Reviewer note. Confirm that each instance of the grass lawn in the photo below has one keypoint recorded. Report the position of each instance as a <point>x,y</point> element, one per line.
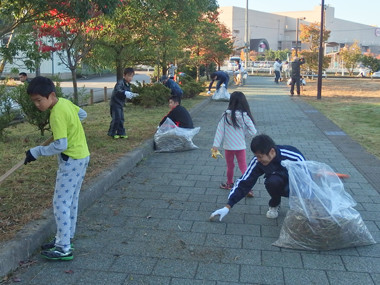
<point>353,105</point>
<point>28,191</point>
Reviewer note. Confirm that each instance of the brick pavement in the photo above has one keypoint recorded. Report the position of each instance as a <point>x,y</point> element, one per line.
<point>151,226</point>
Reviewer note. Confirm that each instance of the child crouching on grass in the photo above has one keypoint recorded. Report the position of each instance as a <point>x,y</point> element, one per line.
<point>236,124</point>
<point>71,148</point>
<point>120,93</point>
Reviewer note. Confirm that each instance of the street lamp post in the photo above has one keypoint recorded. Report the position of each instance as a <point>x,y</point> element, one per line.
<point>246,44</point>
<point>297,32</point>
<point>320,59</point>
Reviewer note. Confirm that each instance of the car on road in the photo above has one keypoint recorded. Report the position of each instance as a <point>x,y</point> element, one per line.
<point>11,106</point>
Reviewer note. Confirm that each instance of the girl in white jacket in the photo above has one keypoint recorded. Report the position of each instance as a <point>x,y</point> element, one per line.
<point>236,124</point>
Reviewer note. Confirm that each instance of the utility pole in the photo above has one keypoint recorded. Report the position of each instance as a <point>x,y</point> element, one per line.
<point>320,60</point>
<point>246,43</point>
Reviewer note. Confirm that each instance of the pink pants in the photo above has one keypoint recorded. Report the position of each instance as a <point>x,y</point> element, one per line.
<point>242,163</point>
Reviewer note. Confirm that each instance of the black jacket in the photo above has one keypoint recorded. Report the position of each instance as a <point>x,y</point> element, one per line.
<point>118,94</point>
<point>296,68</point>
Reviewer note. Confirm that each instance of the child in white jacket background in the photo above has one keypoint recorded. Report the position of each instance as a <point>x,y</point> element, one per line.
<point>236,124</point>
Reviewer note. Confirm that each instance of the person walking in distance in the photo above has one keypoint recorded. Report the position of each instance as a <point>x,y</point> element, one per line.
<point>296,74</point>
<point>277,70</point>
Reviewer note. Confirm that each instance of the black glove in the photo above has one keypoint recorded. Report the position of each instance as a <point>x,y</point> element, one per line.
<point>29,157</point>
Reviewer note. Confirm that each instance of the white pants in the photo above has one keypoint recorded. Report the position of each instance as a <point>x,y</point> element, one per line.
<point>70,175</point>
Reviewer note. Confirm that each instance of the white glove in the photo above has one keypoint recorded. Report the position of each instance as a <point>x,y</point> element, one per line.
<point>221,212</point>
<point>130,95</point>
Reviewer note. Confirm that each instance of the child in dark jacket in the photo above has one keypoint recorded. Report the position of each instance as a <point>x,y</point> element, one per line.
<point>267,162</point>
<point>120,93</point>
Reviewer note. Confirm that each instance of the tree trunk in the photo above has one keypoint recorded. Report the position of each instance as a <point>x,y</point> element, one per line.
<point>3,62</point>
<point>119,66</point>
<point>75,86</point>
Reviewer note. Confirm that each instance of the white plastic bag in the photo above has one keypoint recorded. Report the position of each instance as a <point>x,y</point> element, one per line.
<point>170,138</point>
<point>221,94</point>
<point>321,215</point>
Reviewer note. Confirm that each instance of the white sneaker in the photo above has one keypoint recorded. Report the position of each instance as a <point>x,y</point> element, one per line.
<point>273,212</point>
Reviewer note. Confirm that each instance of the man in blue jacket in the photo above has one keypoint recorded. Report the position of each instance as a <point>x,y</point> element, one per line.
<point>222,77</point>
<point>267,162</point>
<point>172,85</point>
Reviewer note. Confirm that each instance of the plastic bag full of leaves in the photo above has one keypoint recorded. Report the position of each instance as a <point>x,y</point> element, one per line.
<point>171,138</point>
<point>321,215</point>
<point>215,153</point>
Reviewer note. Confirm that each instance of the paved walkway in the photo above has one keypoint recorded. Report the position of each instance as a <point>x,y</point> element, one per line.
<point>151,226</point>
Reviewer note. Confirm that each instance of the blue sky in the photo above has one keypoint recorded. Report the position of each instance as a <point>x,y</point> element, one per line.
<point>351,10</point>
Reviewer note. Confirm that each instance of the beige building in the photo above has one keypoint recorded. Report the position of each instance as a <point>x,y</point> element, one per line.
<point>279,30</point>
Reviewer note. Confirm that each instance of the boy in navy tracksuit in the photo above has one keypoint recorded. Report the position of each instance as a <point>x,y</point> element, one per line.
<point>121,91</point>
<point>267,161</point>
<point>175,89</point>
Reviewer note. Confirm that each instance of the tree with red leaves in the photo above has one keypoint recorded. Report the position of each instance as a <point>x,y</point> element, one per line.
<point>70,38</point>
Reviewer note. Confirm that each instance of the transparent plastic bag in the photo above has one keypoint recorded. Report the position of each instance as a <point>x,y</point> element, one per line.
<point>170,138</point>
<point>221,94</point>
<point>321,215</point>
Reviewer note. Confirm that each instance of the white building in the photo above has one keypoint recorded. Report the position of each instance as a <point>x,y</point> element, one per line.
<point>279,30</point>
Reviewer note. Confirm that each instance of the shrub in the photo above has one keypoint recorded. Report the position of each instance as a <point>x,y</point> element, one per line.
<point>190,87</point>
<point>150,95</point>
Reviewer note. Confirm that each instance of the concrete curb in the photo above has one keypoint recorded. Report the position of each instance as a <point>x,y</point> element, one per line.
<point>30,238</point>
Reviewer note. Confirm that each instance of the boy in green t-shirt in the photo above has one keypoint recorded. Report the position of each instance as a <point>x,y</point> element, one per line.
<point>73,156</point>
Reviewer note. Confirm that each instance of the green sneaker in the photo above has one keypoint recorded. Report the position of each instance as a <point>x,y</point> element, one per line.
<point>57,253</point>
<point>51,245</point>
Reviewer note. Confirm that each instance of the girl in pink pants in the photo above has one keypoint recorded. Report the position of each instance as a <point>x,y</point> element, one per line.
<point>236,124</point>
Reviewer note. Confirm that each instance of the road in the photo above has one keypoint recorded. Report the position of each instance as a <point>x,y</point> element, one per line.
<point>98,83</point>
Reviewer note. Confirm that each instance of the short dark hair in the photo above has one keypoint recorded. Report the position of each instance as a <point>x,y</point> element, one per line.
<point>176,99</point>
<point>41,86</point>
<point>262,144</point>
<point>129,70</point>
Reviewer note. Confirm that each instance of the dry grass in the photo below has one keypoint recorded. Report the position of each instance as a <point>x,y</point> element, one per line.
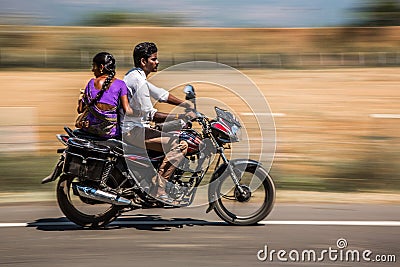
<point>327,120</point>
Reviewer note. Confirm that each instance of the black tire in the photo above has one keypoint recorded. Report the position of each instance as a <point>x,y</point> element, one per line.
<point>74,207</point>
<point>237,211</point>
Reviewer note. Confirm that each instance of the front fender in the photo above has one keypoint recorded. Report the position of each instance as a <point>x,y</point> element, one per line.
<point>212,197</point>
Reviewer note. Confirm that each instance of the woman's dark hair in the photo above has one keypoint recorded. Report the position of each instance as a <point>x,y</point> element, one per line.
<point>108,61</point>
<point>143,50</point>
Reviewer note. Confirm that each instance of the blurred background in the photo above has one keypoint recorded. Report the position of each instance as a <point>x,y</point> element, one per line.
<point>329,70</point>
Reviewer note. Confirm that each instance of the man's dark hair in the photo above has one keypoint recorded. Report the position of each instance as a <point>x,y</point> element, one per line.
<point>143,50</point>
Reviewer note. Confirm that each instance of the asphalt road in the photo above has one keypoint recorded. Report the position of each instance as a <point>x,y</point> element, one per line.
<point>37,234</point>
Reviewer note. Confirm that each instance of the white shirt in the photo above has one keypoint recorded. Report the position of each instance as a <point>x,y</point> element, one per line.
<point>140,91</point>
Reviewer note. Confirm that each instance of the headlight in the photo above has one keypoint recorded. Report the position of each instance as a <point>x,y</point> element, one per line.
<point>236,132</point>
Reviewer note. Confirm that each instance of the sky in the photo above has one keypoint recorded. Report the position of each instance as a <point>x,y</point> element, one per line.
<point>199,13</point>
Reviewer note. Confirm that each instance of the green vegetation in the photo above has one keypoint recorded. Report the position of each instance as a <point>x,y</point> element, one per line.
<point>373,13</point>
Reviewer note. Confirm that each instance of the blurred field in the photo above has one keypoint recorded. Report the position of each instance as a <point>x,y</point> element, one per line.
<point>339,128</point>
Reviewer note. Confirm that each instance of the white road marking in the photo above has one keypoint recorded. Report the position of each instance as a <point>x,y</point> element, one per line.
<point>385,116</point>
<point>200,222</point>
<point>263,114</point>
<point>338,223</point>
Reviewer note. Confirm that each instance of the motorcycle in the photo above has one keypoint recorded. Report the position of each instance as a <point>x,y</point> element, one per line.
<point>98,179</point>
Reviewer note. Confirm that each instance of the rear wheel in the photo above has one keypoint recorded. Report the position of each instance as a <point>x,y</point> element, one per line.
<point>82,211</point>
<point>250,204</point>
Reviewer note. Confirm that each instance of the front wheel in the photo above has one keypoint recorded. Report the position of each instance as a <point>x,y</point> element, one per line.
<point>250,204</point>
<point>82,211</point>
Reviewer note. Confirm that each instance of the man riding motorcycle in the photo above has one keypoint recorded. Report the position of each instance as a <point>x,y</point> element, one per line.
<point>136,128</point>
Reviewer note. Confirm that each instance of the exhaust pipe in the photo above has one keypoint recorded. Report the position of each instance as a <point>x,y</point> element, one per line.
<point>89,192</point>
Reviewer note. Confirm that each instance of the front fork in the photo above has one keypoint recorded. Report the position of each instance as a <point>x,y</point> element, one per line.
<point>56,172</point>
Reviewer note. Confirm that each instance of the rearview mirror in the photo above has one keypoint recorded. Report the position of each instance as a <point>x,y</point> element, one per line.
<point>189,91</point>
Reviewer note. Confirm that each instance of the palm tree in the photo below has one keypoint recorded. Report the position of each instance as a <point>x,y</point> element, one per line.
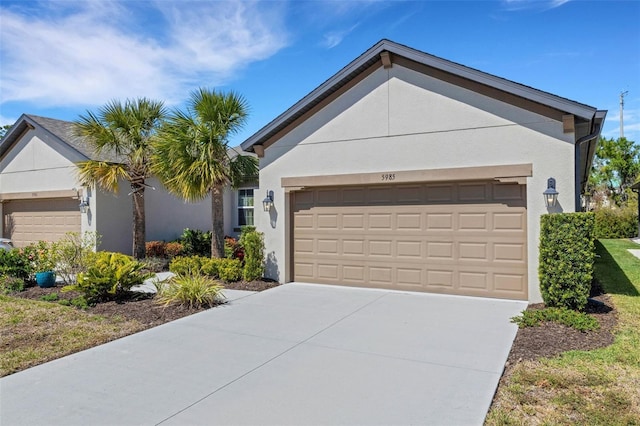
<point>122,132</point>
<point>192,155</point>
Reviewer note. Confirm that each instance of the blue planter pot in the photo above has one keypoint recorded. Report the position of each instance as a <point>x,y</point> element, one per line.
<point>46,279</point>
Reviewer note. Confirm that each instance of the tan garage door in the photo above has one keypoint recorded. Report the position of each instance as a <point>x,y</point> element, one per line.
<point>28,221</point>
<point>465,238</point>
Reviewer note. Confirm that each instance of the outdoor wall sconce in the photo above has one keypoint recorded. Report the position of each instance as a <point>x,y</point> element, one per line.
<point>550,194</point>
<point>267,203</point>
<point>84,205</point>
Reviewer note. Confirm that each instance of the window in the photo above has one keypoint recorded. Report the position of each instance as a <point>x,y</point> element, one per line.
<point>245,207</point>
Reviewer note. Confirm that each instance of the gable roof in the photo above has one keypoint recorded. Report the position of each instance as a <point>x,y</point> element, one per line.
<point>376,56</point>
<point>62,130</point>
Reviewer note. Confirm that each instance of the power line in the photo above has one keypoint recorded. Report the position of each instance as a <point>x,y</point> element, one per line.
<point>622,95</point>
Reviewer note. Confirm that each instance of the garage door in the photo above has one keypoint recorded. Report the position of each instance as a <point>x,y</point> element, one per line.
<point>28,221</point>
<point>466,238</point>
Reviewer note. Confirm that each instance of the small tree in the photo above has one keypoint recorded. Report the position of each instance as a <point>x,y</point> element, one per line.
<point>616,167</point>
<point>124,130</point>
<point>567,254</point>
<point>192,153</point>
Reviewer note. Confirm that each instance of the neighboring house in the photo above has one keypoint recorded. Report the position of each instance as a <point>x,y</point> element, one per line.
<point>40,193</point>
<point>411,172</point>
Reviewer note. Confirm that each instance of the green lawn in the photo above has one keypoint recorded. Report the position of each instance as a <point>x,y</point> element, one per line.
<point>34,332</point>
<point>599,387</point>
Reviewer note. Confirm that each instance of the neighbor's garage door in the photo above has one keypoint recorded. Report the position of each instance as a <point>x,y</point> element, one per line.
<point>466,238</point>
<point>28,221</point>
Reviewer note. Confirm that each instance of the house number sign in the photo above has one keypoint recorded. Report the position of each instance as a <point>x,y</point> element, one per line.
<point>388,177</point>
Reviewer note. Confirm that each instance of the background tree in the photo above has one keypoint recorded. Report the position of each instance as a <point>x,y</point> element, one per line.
====
Requirements: Return the rows verbatim, everything from the line containing "Reviewer note. Confirm that each instance of the child in dark" down to the line containing "<point>75,86</point>", with both of those lines included.

Exercise result:
Reviewer note. Confirm that each instance of the child in dark jacket in the photo above has one keypoint recorded. Report the position of each instance as a <point>x,y</point> element, one per line.
<point>267,162</point>
<point>120,93</point>
Reviewer note. Confirm that each instance of the tree trunk in the photo above has one keypoint recorded. Report the position of each instance as a <point>x,y</point> element, one per line.
<point>3,62</point>
<point>119,66</point>
<point>75,86</point>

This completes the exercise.